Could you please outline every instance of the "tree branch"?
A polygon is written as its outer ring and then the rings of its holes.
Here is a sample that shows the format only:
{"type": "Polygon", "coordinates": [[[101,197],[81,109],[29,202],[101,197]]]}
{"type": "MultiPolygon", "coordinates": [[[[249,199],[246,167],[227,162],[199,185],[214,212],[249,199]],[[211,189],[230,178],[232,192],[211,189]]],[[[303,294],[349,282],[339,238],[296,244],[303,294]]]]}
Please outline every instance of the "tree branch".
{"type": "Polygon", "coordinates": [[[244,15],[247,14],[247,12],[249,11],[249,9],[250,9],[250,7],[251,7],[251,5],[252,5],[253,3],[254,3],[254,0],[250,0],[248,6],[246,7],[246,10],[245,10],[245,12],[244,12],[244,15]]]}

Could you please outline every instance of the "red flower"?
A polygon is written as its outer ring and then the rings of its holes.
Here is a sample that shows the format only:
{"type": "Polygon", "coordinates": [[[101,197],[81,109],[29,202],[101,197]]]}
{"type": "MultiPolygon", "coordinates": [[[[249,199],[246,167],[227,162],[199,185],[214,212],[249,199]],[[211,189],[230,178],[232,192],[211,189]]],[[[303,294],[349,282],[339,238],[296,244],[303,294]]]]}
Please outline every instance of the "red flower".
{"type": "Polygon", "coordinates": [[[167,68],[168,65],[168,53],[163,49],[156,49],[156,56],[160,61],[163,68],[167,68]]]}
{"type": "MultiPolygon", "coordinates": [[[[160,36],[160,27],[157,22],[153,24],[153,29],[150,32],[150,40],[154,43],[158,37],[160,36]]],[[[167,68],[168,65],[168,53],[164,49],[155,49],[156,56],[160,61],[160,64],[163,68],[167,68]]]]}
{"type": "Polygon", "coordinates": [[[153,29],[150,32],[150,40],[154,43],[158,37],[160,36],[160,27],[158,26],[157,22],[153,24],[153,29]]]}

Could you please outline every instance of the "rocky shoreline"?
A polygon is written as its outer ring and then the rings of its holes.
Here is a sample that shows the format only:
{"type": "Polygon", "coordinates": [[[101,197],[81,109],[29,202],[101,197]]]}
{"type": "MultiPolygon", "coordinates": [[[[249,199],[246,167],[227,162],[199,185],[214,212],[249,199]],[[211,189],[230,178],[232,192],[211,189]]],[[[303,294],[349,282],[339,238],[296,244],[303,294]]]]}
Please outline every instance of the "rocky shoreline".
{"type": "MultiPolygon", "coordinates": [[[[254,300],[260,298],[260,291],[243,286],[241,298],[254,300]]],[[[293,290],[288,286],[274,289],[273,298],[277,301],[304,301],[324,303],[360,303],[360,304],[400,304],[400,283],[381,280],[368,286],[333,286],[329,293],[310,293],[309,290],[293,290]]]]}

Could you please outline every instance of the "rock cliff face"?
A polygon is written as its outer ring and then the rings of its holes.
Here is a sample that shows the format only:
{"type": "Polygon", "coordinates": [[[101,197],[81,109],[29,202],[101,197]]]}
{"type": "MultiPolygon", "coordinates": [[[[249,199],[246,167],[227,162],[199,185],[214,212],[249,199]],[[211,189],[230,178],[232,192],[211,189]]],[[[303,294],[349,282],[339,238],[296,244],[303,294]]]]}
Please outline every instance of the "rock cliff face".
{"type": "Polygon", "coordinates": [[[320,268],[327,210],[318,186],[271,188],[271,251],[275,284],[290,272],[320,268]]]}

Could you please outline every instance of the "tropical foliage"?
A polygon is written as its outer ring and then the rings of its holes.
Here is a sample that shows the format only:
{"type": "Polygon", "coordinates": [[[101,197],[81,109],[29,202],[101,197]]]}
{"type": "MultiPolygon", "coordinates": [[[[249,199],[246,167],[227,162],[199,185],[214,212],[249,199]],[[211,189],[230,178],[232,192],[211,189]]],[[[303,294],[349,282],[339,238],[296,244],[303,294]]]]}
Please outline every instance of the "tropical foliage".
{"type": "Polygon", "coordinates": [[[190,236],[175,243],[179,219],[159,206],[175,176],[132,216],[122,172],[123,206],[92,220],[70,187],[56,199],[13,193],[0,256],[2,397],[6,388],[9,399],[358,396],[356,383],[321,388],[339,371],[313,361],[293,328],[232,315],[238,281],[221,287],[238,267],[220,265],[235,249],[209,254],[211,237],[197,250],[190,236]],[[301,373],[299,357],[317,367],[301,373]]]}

--------

## [WHAT IS NEEDED]
Each record above should be repeated exactly.

## [THE COMPLETED TASK]
Could you please outline every instance of the "tree branch"?
A polygon is written as its outer ring and then the rings of its holes.
Here is a sample that shows the format only:
{"type": "Polygon", "coordinates": [[[101,197],[81,109],[29,202],[101,197]]]}
{"type": "MultiPolygon", "coordinates": [[[[249,199],[246,167],[227,162],[199,185],[214,212],[249,199]],[[211,189],[230,178],[232,192],[211,189]]],[[[303,294],[349,282],[339,238],[296,244],[303,294]]]]}
Please outline every instance of the "tree branch".
{"type": "Polygon", "coordinates": [[[244,15],[247,14],[247,12],[249,11],[249,9],[250,9],[250,7],[251,7],[251,5],[252,5],[253,3],[254,3],[254,0],[250,0],[248,6],[246,7],[246,10],[245,10],[245,12],[244,12],[244,15]]]}

Could you please outline every instance of the "red flower"?
A polygon is written as its outer ring and then the rings of its holes.
Here is a sample that shows the format only:
{"type": "Polygon", "coordinates": [[[101,197],[81,109],[29,202],[101,197]]]}
{"type": "MultiPolygon", "coordinates": [[[[249,199],[246,167],[227,162],[199,185],[214,212],[249,199]],[[211,189],[230,178],[232,192],[211,189]]],[[[303,294],[349,282],[339,238],[296,244],[303,294]]]]}
Please outline every instance of the "red flower".
{"type": "Polygon", "coordinates": [[[167,68],[168,65],[168,53],[163,49],[156,49],[156,56],[160,61],[163,68],[167,68]]]}
{"type": "MultiPolygon", "coordinates": [[[[160,36],[160,27],[157,22],[153,24],[153,29],[150,32],[150,40],[154,43],[158,37],[160,36]]],[[[167,68],[168,65],[168,53],[164,49],[155,49],[156,56],[160,61],[160,64],[163,68],[167,68]]]]}
{"type": "Polygon", "coordinates": [[[153,29],[150,32],[150,40],[154,43],[158,37],[160,36],[160,27],[158,26],[157,22],[153,24],[153,29]]]}

Could you please outline every instance of the "rocky shoreline"?
A polygon is written as its outer ring and then the rings of its holes.
Here is a sample that shows the format only:
{"type": "Polygon", "coordinates": [[[101,197],[81,109],[29,202],[101,197]]]}
{"type": "MultiPolygon", "coordinates": [[[[249,199],[246,167],[227,162],[199,185],[214,212],[249,199]],[[211,189],[230,178],[232,192],[211,189]]],[[[303,294],[349,282],[339,238],[296,244],[303,294]]]]}
Please outline every instance of the "rocky shoreline".
{"type": "MultiPolygon", "coordinates": [[[[254,300],[260,298],[260,291],[243,286],[241,298],[254,300]]],[[[293,290],[288,286],[274,289],[273,298],[277,301],[304,301],[324,303],[360,303],[360,304],[400,304],[400,283],[381,280],[368,286],[333,286],[329,293],[310,293],[309,290],[293,290]]]]}

Could you please outline every instance of the "rock cliff face"?
A polygon is written as its outer ring and then the rings of its holes.
Here is a sample that shows the format only:
{"type": "Polygon", "coordinates": [[[101,197],[81,109],[29,202],[101,197]]]}
{"type": "MultiPolygon", "coordinates": [[[[249,199],[246,167],[227,162],[199,185],[214,212],[249,199]],[[211,189],[230,178],[232,192],[211,189]]],[[[303,294],[349,282],[339,238],[296,244],[303,294]]]]}
Please outline every instance of the "rock cliff face".
{"type": "Polygon", "coordinates": [[[320,268],[327,210],[318,186],[271,188],[271,251],[275,284],[290,272],[320,268]]]}

Could you please outline every instance of the "tropical foliage"?
A polygon is written as its outer ring and then the rings of its holes.
Here is a sample that shows the format only:
{"type": "Polygon", "coordinates": [[[101,197],[81,109],[29,202],[101,197]]]}
{"type": "MultiPolygon", "coordinates": [[[[249,199],[246,167],[227,162],[199,185],[214,212],[249,199]],[[211,189],[230,178],[232,192],[211,189]]],[[[303,294],[349,282],[339,238],[296,244],[303,294]]]]}
Please outline every instance of the "tropical foliage".
{"type": "Polygon", "coordinates": [[[190,236],[175,243],[179,219],[159,206],[175,176],[132,216],[122,172],[123,206],[92,220],[70,187],[56,199],[13,193],[0,256],[2,397],[6,388],[9,399],[358,396],[356,383],[321,388],[339,371],[313,361],[293,328],[232,315],[238,281],[221,287],[238,267],[220,265],[235,249],[209,254],[211,237],[197,250],[190,236]],[[301,373],[299,357],[317,367],[301,373]]]}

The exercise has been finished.